[Testo di partenza]
○ ○ ○ ○ ○

# Agghiacciante. Altro che medioevo



## brugola (31 Marzo 2009)

Afghanistan, una nuova legge
autorizza lo stupro dei mariti

*KABUL - *Malgrado l'intervento armato in Afghanistan, con l'Italia incaricata della ricostruzione del sistema giuridico del paese, il governo afgano ha recentemente votato una legge (ancora non pubblicata) che rappresenta un duro colpo ai diritti delle donne afgane. Secondo fonti delle Nazioni Unite, *la nuova legge legalizza lo stupro del marito nei confronti della moglie, obbliga le donne a "concedersi" al marito senza opporre resistenza, vieta loro di uscire di casa, di cercare lavoro o anche di andare dal dottore senza il permesso del consorte e affida la custodia dei figli esclusivamente ai padri e ai nonni. *

Insomma, rispetto al passato, poco o nulla sembra cambiare per le donne afgane. La mossa del governo rappresenta, secondo alcuni parlamentari contrari e molti gruppi umanitari, il tentativo del presidente Hamid Karzai di incassare il sostengo dei fondamentalisti islamici, in vista delle elezioni presidenziali di agosto. Secondo il quotidiano britannico _Independent_, il provvedimento di legge è frutto delle pressioni esercitate dall'Iran, che mantiene uno stretto legame con la minoranza sciita afgana. 

"E' una delle peggiori leggi mai votate dal Parlamento in tutto il secolo" ha tuonato Shinkai Karokhail, deputata afgana impegnata a battersi contro la legge: "è totalmente sfavorevole alle donne e renderà loro ancora più vulnerabili". 

La Costituzione afgana permette agli sciiti, che rappresentano circa il 10 per cento della popolazione, di avere una legge sulla famiglia basata sulla giurisprudenza sciita tradizionale. Ma al tempo stesso sia la Costituzione che vari trattati internazionali firmati dall'Afghanistan, garantiscono pari diritti alle donne. 


non ho parole.
mi viene solo da vomitare


----------



## brugola (31 Marzo 2009)

considerato che noi ci lamentiamo della chiesa ingerente tutto sommato dobbiamo considerarci fortunate


----------



## Old irresponsabile (31 Marzo 2009)

Brugola ha detto:


> considerato che noi ci lamentiamo della chiesa ingerente tutto sommato dobbiamo considerarci fortunate


 
già.....


----------



## brugola (31 Marzo 2009)

gran culo nascere donna in afghanistan


----------



## Old irresponsabile (31 Marzo 2009)

Brugola ha detto:


> gran culo nascere donna in afghanistan


 
anche gli uomini non credo se la passino bene.
Prima o poi faranno i conti con le culture del mondo occidentale e non sò quanto gli integralisti la potranno spuntare.


----------



## Nobody (31 Marzo 2009)

Brugola ha detto:


> considerato che noi ci lamentiamo della chiesa ingerente tutto sommato dobbiamo considerarci fortunate


La chiesa fino a due secoli fa vi metteva ancora al rogo come streghe... bisogna ringraziare i liberi pensatori.

○ ○ ○ ○ ○

[Dati forniti]
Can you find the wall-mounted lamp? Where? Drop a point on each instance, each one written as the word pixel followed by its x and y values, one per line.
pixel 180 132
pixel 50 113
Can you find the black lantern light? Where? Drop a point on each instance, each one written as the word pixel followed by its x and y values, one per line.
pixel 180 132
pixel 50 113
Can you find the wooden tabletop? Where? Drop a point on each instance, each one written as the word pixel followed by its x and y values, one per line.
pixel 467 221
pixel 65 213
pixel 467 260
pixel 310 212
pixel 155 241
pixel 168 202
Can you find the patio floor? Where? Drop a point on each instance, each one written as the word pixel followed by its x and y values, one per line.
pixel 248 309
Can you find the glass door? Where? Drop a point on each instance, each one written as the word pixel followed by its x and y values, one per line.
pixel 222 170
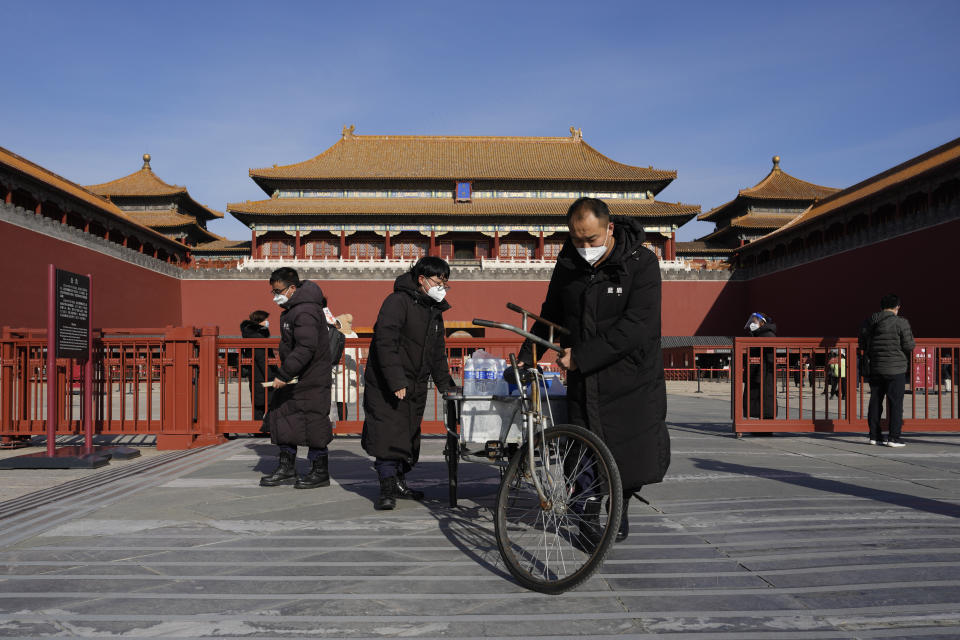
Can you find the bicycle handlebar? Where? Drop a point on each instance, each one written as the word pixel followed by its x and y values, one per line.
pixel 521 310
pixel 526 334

○ ○ ○ ○ ○

[Consegna 1]
Trascriva il passo della discussione sulla legge afgana che va da "La Costituzione afgana" fino a "diritti alle donne.", quest'ultimo compreso.
[Consegna 2]
Spieghi, in base alla discussione sulla legge afgana, perché alcuni parlamentari contrari e molti gruppi umanitari ritengono che il governo abbia votato la nuova legge.
[Consegna 3]
Porti avanti la discussione sulla legge afgana con un seguito che parta dopo l'ultimo messaggio riportato.

[Soluzione 1]
La Costituzione afgana permette agli sciiti, che rappresentano circa il 10 per cento della popolazione, di avere una legge sulla famiglia basata sulla giurisprudenza sciita tradizionale. Ma al tempo stesso sia la Costituzione che vari trattati internazionali firmati dall'Afghanistan, garantiscono pari diritti alle donne.

[Soluzione 2]
Secondo loro, la mossa rappresenta il tentativo del presidente Hamid Karzai di assicurarsi il sostegno dei fondamentalisti islamici in vista delle elezioni presidenziali di agosto.

[Soluzione 3]
----------



## brugola (31 Marzo 2009)

moltimodi ha detto:


> La chiesa fino a due secoli fa vi metteva ancora al rogo come streghe... bisogna ringraziare i liberi pensatori.


si ma  oggi siamo nel 2009.
e l'afghanistan non è dall'altra parte del mondo.
altro che aquiloni...


----------



## Nobody (31 Marzo 2009)

Brugola ha detto:


> si ma oggi siamo nel 2009.
> e l'afghanistan non è dall'altra parte del mondo.
> altro che aquiloni...


Ma non ti accorgi che nel 1980-1990 eravate più libere di oggi, anche qui?


----------



## brugola (31 Marzo 2009)

moltimodi ha detto:


> Ma non ti accorgi che nel 1980-1990 eravate più libere di oggi, anche qui?


ma si molti non nego la merdaggine della chiesa, ma questi qui nel 2009 ancora considerano la donna meno di una merda.


----------



## Nobody (31 Marzo 2009)

Brugola ha detto:


> ma si molti non nego la merdaggine della chiesa, ma questi qui nel 2009 ancora considerano la donna meno di una merda.


Perchè l'Islam per sua sfortuna non ha avuto un illuminismo e una rivoluzione francese. Cosa che il cristianesimo si è dovuto ingollare a forza...


----------



## lale75 (31 Marzo 2009)

irresponsabile ha detto:


> anche gli uomini non credo se la passino bene.
> Prima o poi faranno i conti con le culture del mondo occidentale e non sò quanto gli integralisti la potranno spuntare.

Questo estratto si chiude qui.